### [Prompt a]
Please recast the paragraph in the voting passage below that begins "The Gibbard–Satterthwaite theorem shows that" as a brief list, keeping its main facts.

### [Extracted text]
One of the most interesting topics from all of my education was about voting—discussed in the context of Arrow's impossibility theorem, the Gibbard–Satterthwaite theorem, and Condorcet's paradox.
The Wikipedia introductions in each of those articles are pretty easy to understand. But in quick, simplified, summary:
Condorcet's paradox explains how it's possible for an election to have no meaningful winner because any choice can be argued against due to a cyclical ordering of choices (think rock-paper-scissors).
The Gibbard–Satterthwaite theorem shows that (for 3 or more choices/candidates) if voters order the candidates by preference and you try to choose a single winner from those preferences, then either (1) someone is a dictator and controls the outcome, (2) some candidate can never win, or (3) voters have an incentive to lie about their preferences in order to influence the outcome (people can game the system).
Arrow's impossibility theorem is similar, but deals with systems that attempt to find a preference order over all candidates rather than a single winner. For a reasonable set of axioms that define a "fair" voting system, there can be no voting system which satisfies all of the fairness axioms simultaneously.
I think these ideas are simply enthralling. We then went over a slew of different voting protocols (ways of casting and counting votes) and showed how they were bound by these concepts.

### [Provided records]
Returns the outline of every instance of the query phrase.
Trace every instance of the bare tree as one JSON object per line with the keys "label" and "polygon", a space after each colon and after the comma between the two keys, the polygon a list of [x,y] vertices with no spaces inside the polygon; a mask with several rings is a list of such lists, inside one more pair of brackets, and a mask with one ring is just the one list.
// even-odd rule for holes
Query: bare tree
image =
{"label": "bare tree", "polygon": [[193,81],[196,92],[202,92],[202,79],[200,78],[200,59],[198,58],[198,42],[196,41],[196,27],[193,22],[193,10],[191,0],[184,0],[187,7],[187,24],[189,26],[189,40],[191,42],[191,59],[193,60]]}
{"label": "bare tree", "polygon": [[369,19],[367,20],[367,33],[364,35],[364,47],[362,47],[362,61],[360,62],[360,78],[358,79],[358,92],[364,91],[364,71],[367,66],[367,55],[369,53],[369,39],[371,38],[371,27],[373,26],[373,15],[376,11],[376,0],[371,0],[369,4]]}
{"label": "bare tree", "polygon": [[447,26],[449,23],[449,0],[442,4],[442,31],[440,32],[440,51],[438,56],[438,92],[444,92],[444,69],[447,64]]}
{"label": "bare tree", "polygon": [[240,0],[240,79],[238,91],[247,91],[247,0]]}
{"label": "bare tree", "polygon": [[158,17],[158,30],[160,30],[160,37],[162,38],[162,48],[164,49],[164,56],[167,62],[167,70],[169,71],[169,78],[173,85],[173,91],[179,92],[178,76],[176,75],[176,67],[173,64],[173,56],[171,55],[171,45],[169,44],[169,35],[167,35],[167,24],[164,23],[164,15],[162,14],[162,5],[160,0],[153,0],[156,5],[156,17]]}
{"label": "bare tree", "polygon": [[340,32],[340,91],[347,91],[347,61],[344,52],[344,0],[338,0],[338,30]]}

### [Prompt b]
Duplicate every one of the bare tree records above, from the first line through the last outline, without altering a single character.

### [Answer a]
The Gibbard–Satterthwaite theorem: with 3 or more candidates, if voters rank the candidates by preference and a single winner is chosen from those rankings, one of these must hold:
- Someone is a dictator who controls the outcome.
- Some candidate can never win.
- Voters have an incentive to lie about their preferences to influence the outcome, so people can game the system.

### [Answer b]
Returns the outline of every instance of the query phrase.
Trace every instance of the bare tree as one JSON object per line with the keys "label" and "polygon", a space after each colon and after the comma between the two keys, the polygon a list of [x,y] vertices with no spaces inside the polygon; a mask with several rings is a list of such lists, inside one more pair of brackets, and a mask with one ring is just the one list.
// even-odd rule for holes
Query: bare tree
image =
{"label": "bare tree", "polygon": [[193,81],[196,92],[202,92],[202,79],[200,78],[200,59],[198,58],[198,42],[196,41],[196,27],[193,22],[193,10],[191,0],[184,0],[187,7],[187,24],[189,26],[189,40],[191,42],[191,59],[193,60]]}
{"label": "bare tree", "polygon": [[369,19],[367,20],[367,33],[364,35],[364,47],[362,47],[362,61],[360,62],[360,78],[358,79],[358,92],[364,91],[364,71],[367,66],[367,55],[369,53],[369,39],[371,38],[371,27],[373,26],[373,15],[376,11],[376,0],[371,0],[369,4]]}
{"label": "bare tree", "polygon": [[447,26],[449,23],[449,0],[442,4],[442,31],[440,32],[440,51],[438,56],[438,92],[444,92],[444,69],[447,64]]}
{"label": "bare tree", "polygon": [[240,0],[240,79],[238,91],[247,91],[247,0]]}
{"label": "bare tree", "polygon": [[158,17],[158,30],[160,30],[160,37],[162,38],[162,48],[164,49],[164,56],[167,62],[167,70],[169,71],[169,78],[173,85],[173,91],[179,92],[178,76],[176,75],[176,67],[173,64],[173,56],[171,55],[171,45],[169,44],[169,35],[167,35],[167,24],[164,23],[164,15],[162,14],[162,5],[160,0],[153,0],[156,5],[156,17]]}
{"label": "bare tree", "polygon": [[340,32],[340,91],[347,91],[347,61],[344,52],[344,0],[338,0],[338,30]]}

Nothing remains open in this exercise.